Available data:
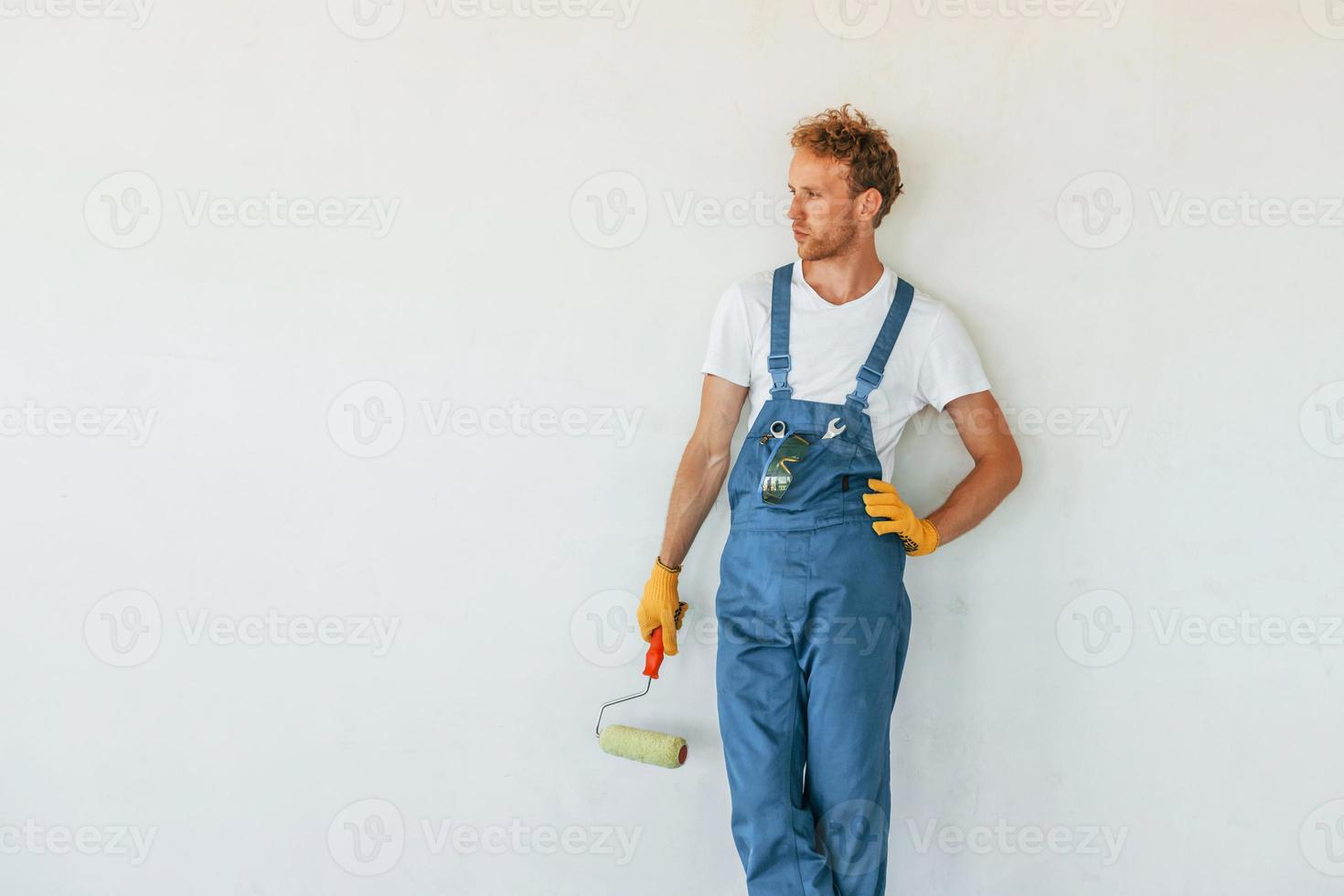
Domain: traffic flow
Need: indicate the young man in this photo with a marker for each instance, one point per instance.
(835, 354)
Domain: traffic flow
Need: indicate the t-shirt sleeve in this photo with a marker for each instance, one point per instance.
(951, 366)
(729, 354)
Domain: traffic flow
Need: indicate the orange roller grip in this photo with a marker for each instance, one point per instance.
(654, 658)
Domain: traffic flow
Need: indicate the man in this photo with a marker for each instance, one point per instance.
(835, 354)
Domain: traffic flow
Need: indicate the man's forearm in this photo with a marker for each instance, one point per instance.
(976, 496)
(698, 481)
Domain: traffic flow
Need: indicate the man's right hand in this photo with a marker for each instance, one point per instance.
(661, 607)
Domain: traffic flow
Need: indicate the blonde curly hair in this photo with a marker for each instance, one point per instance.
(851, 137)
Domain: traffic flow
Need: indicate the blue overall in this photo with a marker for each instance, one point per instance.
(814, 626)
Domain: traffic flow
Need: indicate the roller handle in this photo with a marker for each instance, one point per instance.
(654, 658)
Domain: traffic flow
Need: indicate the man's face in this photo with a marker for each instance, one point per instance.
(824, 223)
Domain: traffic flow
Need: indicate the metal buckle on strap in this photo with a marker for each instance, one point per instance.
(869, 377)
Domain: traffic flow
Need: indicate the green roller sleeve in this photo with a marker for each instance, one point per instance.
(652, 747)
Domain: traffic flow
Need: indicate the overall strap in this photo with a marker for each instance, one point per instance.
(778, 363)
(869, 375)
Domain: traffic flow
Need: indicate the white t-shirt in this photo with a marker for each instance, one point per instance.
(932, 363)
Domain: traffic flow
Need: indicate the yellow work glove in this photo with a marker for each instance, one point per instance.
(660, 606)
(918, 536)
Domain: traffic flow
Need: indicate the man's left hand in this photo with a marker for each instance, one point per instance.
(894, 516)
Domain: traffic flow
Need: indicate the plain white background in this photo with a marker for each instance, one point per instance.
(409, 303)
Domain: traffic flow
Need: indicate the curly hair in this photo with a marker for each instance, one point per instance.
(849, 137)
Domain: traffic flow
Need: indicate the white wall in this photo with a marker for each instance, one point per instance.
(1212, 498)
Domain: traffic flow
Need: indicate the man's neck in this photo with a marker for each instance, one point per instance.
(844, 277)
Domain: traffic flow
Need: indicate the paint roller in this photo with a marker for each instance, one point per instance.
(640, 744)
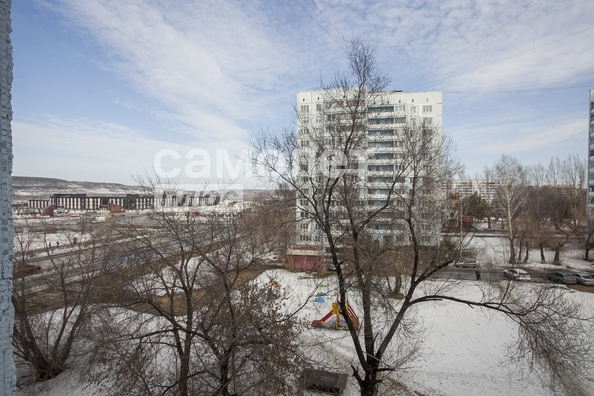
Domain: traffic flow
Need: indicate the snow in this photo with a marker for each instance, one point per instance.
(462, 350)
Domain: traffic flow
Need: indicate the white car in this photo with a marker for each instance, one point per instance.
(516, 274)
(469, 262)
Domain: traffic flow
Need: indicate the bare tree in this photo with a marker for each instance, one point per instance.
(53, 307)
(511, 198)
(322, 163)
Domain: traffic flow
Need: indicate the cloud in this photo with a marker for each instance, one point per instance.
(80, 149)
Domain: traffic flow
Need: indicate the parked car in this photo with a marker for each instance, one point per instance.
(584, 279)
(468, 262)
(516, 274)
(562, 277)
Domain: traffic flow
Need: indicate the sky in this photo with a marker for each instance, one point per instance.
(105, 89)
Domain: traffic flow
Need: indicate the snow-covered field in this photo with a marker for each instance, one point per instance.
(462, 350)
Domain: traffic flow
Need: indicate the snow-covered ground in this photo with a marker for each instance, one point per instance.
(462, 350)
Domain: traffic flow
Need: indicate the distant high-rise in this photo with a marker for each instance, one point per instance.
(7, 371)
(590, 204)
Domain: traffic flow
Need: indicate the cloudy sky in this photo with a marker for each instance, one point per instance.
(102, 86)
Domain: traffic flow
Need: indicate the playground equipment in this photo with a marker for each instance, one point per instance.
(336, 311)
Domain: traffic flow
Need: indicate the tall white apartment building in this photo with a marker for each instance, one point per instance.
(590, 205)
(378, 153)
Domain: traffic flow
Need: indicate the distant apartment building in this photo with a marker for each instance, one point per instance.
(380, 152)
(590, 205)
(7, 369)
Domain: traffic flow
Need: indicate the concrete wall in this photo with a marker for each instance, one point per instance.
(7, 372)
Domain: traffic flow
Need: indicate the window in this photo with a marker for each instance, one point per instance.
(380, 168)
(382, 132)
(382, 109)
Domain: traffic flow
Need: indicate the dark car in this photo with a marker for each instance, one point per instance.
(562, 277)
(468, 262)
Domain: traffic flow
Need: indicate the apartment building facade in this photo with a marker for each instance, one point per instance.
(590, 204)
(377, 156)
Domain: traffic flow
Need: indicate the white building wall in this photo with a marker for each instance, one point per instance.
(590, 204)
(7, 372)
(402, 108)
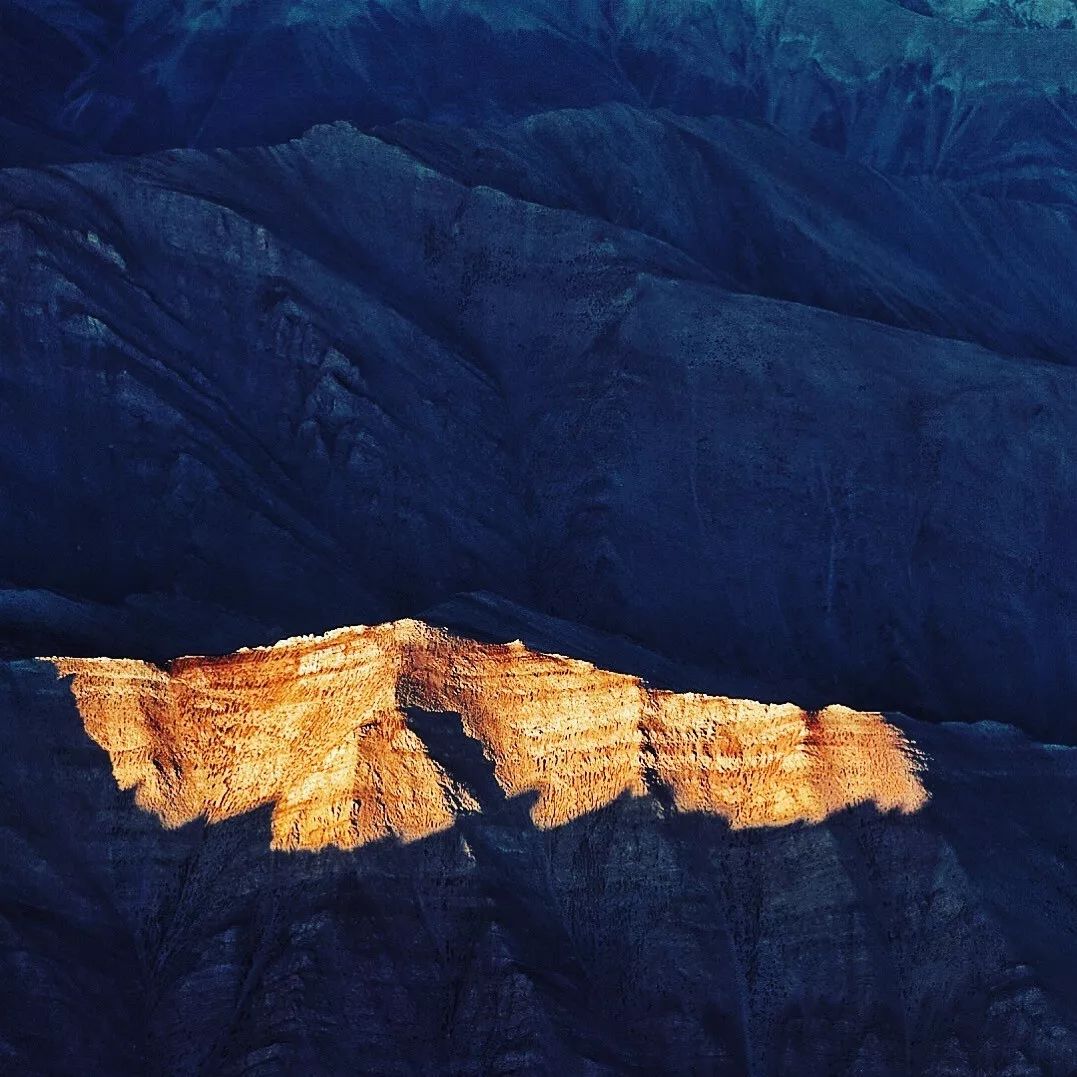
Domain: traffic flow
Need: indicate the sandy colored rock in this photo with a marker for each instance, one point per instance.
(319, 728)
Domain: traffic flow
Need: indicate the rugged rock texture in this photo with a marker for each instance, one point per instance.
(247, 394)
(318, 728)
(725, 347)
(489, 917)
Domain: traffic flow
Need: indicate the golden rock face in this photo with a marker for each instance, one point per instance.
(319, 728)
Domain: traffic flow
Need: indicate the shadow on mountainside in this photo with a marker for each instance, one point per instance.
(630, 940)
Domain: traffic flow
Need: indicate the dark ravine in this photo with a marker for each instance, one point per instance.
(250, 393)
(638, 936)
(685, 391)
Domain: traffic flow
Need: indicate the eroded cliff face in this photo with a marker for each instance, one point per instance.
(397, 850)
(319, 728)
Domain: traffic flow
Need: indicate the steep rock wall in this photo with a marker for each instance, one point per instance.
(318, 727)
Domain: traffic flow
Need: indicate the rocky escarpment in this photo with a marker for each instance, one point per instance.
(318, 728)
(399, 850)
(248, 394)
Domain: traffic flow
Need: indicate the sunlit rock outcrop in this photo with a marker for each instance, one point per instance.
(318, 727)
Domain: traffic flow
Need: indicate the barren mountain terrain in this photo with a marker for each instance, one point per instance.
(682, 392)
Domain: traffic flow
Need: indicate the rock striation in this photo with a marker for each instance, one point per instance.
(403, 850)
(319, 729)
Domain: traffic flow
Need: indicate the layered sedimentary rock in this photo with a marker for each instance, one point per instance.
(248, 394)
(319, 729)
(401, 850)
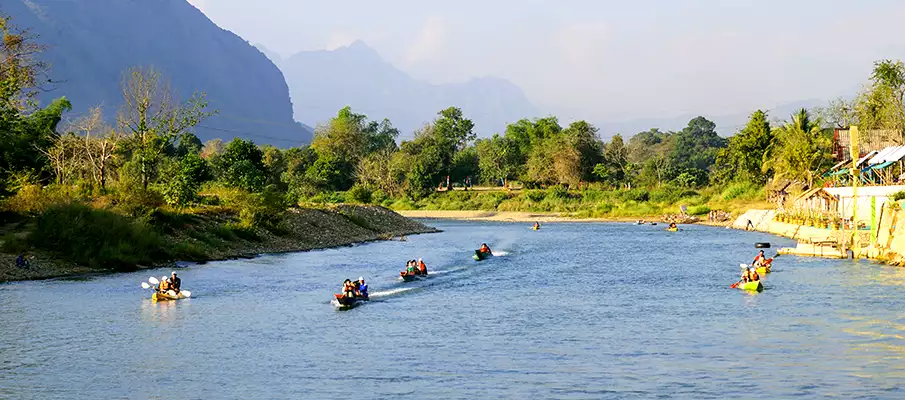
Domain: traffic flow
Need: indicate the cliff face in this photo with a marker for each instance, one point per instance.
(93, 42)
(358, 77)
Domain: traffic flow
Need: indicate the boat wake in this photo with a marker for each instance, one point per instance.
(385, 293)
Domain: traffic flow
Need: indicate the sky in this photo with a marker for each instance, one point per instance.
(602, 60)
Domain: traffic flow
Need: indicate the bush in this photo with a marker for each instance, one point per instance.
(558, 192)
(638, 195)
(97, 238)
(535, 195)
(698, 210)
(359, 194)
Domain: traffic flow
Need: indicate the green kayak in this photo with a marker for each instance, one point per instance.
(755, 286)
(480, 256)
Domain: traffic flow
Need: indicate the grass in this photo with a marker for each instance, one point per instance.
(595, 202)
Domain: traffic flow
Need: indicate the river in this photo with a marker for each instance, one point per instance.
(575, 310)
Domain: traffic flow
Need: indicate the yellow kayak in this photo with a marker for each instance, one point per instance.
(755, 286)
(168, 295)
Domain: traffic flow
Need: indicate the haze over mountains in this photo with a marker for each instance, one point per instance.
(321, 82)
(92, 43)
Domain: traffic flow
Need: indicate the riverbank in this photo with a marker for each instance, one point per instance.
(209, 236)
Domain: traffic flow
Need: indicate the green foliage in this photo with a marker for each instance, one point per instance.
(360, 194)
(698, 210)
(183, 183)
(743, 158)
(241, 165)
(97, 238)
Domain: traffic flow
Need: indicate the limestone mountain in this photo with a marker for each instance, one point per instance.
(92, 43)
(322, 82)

What you will do: Repeat all entries exactly. Skip the pictures.

Worked solution:
Domain: traffic flow
Need: indicate the young man in this photo with a marker for each instance, one point per instance.
(835, 354)
Domain: traffic flow
Need: indicate the t-shirt sleeve in this photo with a marker for each instance, one point per instance.
(951, 366)
(729, 354)
Domain: traffic flow
Need: indicate the orange roller grip in this photo with a marker for each instance, one point per instance.
(654, 658)
Domain: traffic flow
Need: indicate the man in this photo with a marker for each instance, one point per instance.
(835, 354)
Domain: traffic flow
Need: indicate the man's forearm in this photo with a marker for each instance, one point per instance.
(976, 496)
(698, 481)
Domain: traffic flow
Need: indicate the man's right hand in this photo with a marker for each instance, one point per instance.
(661, 607)
Domain: traffic flow
Need: indicate the blonde curly hair in this photo with a marker for each instance, one point per instance.
(851, 137)
Domain: traffic flow
Need: indicate the blue overall in this photo with a marker for each instance, one point per instance.
(814, 626)
Domain: traffic flow
Need: indicate the roller handle in this photo with a marker for each instance, one point per instance.
(654, 658)
Domain: traffic flow
Need: indicate the man's face in this photo with a marker for each instance, one point per instance.
(824, 223)
Domain: traffic flow
Need: indicate the metal buckle on strap in this photo with a marker for each instance, one point per instance.
(869, 377)
Domain: traffic flow
Need: indicate the green roller sleeve in this photo with a marker for each instance, one point per instance.
(652, 747)
Domain: traffic flow
Need: indicate the overall strap in this photo with a marker for each instance, one point per instance.
(778, 363)
(869, 375)
Domain: traffic flow
Need: indicate the white t-shirt in this photo with a marker for each instance, one point per instance.
(932, 363)
Domain: traffic flow
Need: indicate the yellow work glove in this photo with a marker for each instance, one point per instance.
(660, 606)
(918, 536)
Domain: traffic flow
Need: indicate the man's left hand in this photo with a marker for each instance, one point per instance.
(894, 516)
Domain: traffic flow
Need: indicate the plain white background in this photo with a marker for each instance, one point per instance.
(409, 303)
Domain: traffic flow
Need: indicate the curly hair in this photo with a marker for each instance, one point per instance.
(849, 137)
Domain: traffic flow
Need: indicate the white wall in this photo with a marker for each instance, one point per instance.
(1212, 498)
Domain: traffic flow
Need: indicate the man's neck in this photo with a marker for each instance, one point per instance.
(844, 277)
Domain: traffic flow
Need: indicate the paint roller in this photo with a marker for each instance, one point per instance.
(640, 744)
Domain: traffic flow
Need: indicate the snow in this photo with a marker for each instance, one point per instance.
(462, 350)
Domain: traffic flow
Need: indicate the white car in this photo with a marker for each instance, one point per instance.
(516, 274)
(469, 262)
Domain: traffic flow
Need: indicate the bare tree in this photo with a marker for each instance, one point per instance.
(53, 307)
(511, 198)
(322, 163)
Domain: traffic flow
Need: indicate the cloud in this photo with a marker for each instance, one point per instance.
(80, 149)
Domain: traffic flow
Need: indicate the parked car in this photo with a marker for each instance, one point per instance.
(584, 279)
(468, 262)
(516, 274)
(562, 277)
Domain: traffic flow
Need: indicate the sky in this photo with a marker for each instance, one point per instance.
(105, 89)
Domain: traffic flow
Need: indicate the snow-covered field in this photo with a marker for each instance, one point per instance.
(462, 350)
Domain: traffic flow
Need: indicate the snow-covered ground in this photo with a marker for each instance, one point per instance.
(462, 350)
Domain: traffic flow
Need: indicate the distant high-rise in this photo with a marker for each instance, one point per instance.
(7, 371)
(590, 204)
Domain: traffic flow
Need: indicate the cloudy sky in this photo with a marker for each instance, one point per instance.
(102, 86)
Domain: traffic flow
Need: indicate the playground equipment in this photo with a marker for each instance, one point per instance.
(336, 311)
Domain: traffic flow
Need: indicate the tall white apartment building in this photo with a marker for each instance, one point per instance.
(590, 205)
(378, 153)
Domain: traffic flow
Need: indicate the distant apartment building in this photo with a marker for each instance, one point per instance.
(380, 152)
(590, 205)
(7, 369)
Domain: traffic flow
Need: indicate the concrete wall in this photo with a marker for each instance, one point per instance.
(7, 372)
Domain: traffic flow
Need: indicate the window in this photo with a marker for each instance, one point per instance.
(380, 168)
(382, 132)
(382, 109)
Domain: traffic flow
Need: indicate the dark car in this photo with a marker for each instance, one point per instance.
(562, 277)
(468, 262)
Domain: traffic flow
Need: indicate the apartment building facade in this photo with a marker for each instance, one point per instance.
(590, 204)
(377, 156)
Domain: traffic flow
Need: indicate the white building wall in this photo with a marker for each instance, one point per instance.
(590, 204)
(7, 372)
(402, 108)
Domain: traffic flow
Need: indicate the sandy colored rock in this photo with a marker for each instance, one point per instance.
(319, 728)
Domain: traffic flow
Need: indicate the rugged rock texture in this photo with a marker for each instance, one point per instance.
(247, 394)
(318, 728)
(725, 347)
(489, 917)
Domain: traffic flow
Need: indicate the golden rock face in this photo with a marker for each instance, one point per instance.
(319, 728)
Domain: traffic flow
Need: indicate the shadow on mountainside in this photo with a marker for each instance, one point per instance.
(630, 940)
Domain: traffic flow
Need: indicate the dark ravine in this photo with a marker for each instance, one point per instance.
(250, 393)
(638, 936)
(685, 391)
Domain: traffic flow
Need: indicate the eroded cliff face in this photo with a marker for each instance, one point per instance.
(397, 850)
(319, 728)
Domain: traffic flow
Need: indicate the steep rock wall in this photo with a marker for each instance, one point per instance.
(318, 727)
Domain: traffic flow
Need: indicate the rocky escarpment in this photo with a marker for each instance, one point per instance.
(318, 728)
(399, 850)
(248, 394)
Domain: traffic flow
Need: indicate the sunlit rock outcrop in this photo with a marker for each instance, one point per instance.
(318, 727)
Domain: traffic flow
Need: indicate the barren mountain terrain in this photo with a marker for each instance, one point per instance.
(682, 392)
Domain: traffic flow
Need: indicate the rock striation in this photo with a marker for each instance, one point per instance.
(403, 850)
(319, 729)
Domain: traffic flow
Need: indicate the layered sedimentary rock in this photo with a marker for each instance, one point per instance.
(248, 394)
(319, 729)
(401, 850)
Domain: traffic flow
Need: indicate the cliff face in this photo with a marker for each instance, one point per instance.
(93, 42)
(358, 77)
Domain: traffic flow
Need: indicate the boat wake in this photo with a marker for each instance, one point per instance.
(385, 293)
Domain: traffic flow
Need: indicate the sky in this photo with a marker for each instance, one point per instance.
(602, 60)
Domain: traffic flow
Need: indicate the bush in this photo with a marker for each instance, one point per instance.
(558, 192)
(638, 195)
(97, 238)
(535, 195)
(698, 210)
(359, 194)
Domain: traffic flow
Need: indicate the green kayak in this photo with a marker for each instance, one point per instance.
(755, 286)
(480, 256)
Domain: traffic flow
Need: indicate the grass in this photo with a marker for each instance, one point per instance.
(595, 202)
Domain: traffic flow
Need: indicate the river in this photo with a marker for each instance, one point per instance.
(575, 310)
Domain: traffic flow
Need: indicate the yellow kayak in this photo with a marker for each instance, one point per instance.
(755, 286)
(168, 295)
Domain: traffic flow
Need: indicate the haze over mountains in this photo with a marker for each instance, one point per instance.
(321, 82)
(92, 43)
Domain: traffic flow
Need: indicate the riverbank in this photo with a marker for each instance, one point per instance.
(209, 236)
Domain: traffic flow
Need: indicate the green foliage in this photo with a marker for each instance, one point per instance.
(360, 194)
(698, 210)
(183, 183)
(743, 158)
(241, 165)
(97, 238)
Domain: traffic flow
Need: indicate the limestone mountain in this photo with a marker for each instance, one point per instance.
(92, 43)
(322, 82)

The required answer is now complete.